[Stored data]
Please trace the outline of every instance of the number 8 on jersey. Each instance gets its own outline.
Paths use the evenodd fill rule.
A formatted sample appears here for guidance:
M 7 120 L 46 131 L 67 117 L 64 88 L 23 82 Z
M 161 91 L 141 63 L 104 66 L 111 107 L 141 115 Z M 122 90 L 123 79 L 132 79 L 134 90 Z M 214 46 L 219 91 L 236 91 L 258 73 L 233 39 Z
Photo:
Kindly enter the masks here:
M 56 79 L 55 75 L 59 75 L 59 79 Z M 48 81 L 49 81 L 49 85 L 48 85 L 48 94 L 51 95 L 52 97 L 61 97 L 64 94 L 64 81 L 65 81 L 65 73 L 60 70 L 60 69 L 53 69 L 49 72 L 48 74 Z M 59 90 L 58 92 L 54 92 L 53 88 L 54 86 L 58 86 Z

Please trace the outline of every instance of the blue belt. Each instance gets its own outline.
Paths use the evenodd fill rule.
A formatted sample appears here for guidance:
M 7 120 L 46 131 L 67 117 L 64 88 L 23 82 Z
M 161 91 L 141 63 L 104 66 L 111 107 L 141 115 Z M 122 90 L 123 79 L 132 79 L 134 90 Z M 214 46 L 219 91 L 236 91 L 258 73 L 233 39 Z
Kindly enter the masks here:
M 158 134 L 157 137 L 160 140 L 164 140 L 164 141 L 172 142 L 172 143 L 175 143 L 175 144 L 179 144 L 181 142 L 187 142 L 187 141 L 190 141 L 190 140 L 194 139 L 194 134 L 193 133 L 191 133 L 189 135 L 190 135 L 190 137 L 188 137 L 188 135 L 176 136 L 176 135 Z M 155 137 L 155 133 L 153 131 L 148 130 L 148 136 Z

# [Required work]
In full and verbatim, transcribe the data.

# [Task answer]
Please trace the outline of every instance of the number 8 on jersey. Each instance gets its own outline.
Paths use the evenodd fill rule.
A formatted sample appears here for guidance:
M 7 120 L 46 131 L 67 117 L 64 88 L 23 82 Z
M 161 91 L 141 63 L 104 66 L 111 107 L 141 115 Z M 122 90 L 123 79 L 132 79 L 134 90 Z M 214 46 L 219 91 L 236 91 L 258 73 L 233 39 Z
Photo:
Kindly enter the masks here:
M 56 79 L 55 75 L 59 75 L 59 79 Z M 48 81 L 49 81 L 49 85 L 48 85 L 48 94 L 51 95 L 52 97 L 61 97 L 64 94 L 64 81 L 65 81 L 65 73 L 60 70 L 60 69 L 53 69 L 49 72 L 48 74 Z M 59 90 L 58 92 L 54 92 L 53 88 L 54 86 L 58 86 Z

Please trace the outline of every instance of the blue belt. Each instance gets its own outline.
Paths use the evenodd fill rule.
A formatted sample appears here for guidance:
M 7 120 L 46 131 L 67 117 L 64 88 L 23 82 Z
M 161 91 L 141 63 L 104 66 L 111 107 L 141 115 Z M 122 90 L 123 79 L 132 79 L 134 90 Z M 214 46 L 219 91 L 236 91 L 258 73 L 233 39 Z
Kindly enter the masks here:
M 158 134 L 157 137 L 160 140 L 164 140 L 164 141 L 172 142 L 172 143 L 175 143 L 175 144 L 179 144 L 181 142 L 187 142 L 187 141 L 190 141 L 190 140 L 194 139 L 194 134 L 193 133 L 191 133 L 189 135 L 190 135 L 190 137 L 188 137 L 188 135 L 176 136 L 176 135 Z M 155 137 L 155 133 L 153 131 L 148 130 L 148 136 Z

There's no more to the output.